------ INFORMATION PROVIDED
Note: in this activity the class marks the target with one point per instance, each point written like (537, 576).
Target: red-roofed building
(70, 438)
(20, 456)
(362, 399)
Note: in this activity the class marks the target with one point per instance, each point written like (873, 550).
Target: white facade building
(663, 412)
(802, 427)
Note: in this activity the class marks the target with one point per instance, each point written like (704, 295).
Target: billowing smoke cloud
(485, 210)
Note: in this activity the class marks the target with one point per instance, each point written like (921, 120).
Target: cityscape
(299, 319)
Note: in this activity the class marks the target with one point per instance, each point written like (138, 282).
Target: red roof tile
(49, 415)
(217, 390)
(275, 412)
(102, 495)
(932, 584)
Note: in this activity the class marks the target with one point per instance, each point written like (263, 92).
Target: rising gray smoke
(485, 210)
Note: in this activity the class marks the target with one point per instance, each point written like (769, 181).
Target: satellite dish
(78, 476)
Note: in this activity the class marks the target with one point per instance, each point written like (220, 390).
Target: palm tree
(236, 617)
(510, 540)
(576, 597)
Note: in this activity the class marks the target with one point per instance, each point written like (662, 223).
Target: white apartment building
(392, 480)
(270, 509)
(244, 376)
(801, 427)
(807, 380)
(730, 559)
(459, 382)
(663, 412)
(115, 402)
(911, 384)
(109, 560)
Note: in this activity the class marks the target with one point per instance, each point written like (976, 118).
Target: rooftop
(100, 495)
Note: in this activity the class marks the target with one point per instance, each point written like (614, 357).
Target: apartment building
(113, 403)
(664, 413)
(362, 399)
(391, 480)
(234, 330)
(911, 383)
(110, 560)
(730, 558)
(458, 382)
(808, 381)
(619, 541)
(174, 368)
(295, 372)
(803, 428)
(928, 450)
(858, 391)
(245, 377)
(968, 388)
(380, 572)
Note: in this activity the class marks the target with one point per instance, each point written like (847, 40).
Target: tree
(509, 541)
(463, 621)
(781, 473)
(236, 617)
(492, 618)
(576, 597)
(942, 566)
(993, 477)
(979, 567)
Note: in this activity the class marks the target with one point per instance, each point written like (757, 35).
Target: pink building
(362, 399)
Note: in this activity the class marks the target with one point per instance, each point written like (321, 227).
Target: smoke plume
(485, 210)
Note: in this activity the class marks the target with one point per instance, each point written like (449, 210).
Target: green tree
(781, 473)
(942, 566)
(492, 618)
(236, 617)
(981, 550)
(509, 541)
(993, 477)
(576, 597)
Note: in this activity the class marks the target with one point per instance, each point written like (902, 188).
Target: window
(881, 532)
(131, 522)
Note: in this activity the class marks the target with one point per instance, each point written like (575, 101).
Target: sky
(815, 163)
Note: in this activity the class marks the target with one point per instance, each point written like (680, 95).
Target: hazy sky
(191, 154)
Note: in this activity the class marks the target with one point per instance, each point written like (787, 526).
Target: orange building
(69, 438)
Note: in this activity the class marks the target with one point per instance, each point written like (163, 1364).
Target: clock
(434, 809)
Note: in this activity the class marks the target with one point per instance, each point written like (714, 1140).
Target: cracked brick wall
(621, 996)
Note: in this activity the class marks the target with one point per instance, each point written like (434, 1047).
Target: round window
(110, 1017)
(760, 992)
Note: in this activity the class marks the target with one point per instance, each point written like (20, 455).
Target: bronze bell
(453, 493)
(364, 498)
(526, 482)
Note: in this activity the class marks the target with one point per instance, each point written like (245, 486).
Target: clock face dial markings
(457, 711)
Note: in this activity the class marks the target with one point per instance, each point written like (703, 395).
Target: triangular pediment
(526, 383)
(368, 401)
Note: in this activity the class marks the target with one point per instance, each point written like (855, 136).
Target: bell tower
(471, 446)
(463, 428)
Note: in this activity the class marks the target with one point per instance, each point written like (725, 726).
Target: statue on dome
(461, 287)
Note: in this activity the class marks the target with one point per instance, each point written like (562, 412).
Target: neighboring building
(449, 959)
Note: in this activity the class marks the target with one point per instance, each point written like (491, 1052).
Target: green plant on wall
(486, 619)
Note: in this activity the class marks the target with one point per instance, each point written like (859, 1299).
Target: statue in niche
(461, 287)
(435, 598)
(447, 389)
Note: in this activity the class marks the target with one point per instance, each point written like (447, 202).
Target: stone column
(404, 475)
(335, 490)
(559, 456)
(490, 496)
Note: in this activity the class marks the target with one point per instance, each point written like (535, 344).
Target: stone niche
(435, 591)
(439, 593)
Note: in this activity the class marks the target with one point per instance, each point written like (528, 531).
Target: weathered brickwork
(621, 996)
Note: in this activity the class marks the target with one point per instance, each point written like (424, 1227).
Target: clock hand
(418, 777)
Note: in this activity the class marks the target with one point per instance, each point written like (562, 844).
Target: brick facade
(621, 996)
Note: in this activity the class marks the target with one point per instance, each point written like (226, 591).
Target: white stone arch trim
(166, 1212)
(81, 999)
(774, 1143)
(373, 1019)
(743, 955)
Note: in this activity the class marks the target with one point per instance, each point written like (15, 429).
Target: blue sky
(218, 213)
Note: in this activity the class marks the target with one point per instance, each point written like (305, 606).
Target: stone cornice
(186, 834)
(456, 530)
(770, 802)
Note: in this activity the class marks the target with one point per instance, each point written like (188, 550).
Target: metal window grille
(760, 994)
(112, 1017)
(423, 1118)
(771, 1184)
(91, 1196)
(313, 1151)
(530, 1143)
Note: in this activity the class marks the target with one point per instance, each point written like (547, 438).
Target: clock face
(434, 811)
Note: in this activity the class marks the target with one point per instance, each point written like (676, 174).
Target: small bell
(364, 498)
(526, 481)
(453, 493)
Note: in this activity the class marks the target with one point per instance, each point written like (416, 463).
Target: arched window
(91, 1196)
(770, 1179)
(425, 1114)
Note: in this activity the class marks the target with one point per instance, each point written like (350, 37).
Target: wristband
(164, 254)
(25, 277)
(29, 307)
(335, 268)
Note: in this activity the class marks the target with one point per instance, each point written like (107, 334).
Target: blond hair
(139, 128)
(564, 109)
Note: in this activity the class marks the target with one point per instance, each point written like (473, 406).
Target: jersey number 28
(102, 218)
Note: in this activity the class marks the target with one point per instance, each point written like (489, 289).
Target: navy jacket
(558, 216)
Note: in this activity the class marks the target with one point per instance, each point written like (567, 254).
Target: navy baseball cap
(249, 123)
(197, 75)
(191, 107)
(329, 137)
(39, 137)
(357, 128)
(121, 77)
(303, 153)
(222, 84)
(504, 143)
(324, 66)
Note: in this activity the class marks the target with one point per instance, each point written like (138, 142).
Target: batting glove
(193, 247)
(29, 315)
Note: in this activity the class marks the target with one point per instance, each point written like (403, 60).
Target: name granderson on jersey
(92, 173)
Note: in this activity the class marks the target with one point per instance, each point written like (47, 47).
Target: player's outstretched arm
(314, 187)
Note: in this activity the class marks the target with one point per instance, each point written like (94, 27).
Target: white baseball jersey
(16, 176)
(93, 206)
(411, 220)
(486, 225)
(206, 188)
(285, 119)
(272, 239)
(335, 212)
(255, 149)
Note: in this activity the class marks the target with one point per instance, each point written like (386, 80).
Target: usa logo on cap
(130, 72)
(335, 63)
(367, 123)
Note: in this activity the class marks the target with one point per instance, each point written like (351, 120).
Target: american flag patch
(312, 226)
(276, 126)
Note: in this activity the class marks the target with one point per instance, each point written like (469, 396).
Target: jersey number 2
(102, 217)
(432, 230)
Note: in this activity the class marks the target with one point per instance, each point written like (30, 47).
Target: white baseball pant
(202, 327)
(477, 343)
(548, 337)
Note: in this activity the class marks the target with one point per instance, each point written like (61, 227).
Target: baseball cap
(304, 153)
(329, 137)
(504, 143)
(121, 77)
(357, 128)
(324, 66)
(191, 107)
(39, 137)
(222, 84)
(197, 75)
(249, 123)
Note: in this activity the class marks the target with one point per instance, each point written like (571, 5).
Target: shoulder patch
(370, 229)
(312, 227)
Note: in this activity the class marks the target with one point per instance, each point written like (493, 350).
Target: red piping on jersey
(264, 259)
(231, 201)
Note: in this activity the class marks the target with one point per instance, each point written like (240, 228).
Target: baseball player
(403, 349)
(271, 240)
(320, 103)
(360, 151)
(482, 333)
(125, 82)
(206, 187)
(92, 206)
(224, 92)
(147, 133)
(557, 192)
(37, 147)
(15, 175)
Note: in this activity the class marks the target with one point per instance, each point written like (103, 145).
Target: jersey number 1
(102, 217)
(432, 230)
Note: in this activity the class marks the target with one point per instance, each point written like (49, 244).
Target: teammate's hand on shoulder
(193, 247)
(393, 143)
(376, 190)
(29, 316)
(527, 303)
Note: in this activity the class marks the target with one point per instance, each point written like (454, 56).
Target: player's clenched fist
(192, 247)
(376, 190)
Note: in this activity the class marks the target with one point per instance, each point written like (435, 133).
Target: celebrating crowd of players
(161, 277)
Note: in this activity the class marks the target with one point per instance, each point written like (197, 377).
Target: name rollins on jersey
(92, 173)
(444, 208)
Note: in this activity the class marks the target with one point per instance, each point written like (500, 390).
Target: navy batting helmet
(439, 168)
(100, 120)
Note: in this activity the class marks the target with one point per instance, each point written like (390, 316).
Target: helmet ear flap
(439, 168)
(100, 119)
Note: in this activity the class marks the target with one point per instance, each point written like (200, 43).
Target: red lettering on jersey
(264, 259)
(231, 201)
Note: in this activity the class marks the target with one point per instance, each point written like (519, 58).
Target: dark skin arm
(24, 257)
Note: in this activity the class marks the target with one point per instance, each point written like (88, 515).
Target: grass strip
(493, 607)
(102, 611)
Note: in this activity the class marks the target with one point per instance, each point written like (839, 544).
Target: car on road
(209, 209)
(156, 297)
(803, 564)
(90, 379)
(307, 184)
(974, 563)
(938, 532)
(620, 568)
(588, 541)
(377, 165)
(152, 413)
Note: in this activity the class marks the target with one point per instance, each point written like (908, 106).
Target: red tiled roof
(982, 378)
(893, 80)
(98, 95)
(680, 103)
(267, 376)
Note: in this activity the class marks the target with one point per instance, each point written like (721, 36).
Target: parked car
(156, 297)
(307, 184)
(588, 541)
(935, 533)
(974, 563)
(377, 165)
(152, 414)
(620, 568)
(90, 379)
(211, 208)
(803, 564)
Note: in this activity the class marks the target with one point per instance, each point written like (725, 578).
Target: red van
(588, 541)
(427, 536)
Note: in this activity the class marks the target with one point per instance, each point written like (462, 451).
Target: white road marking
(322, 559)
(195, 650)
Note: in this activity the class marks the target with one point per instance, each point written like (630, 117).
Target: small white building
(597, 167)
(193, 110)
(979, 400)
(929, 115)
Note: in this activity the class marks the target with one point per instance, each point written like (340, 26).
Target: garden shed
------------
# TASK TO CARRY OUT
Word for word, restate the line with "like (630, 117)." and all remaining lines of the material, stopping only at the final line.

# TASK RESULT
Note: in this activity the class marks the target with one point per instance, each point written like (630, 117).
Target: small white building
(597, 167)
(193, 110)
(979, 400)
(929, 115)
Note: in this activity the class marks the target with one point per instance, each point written like (340, 26).
Target: garden shed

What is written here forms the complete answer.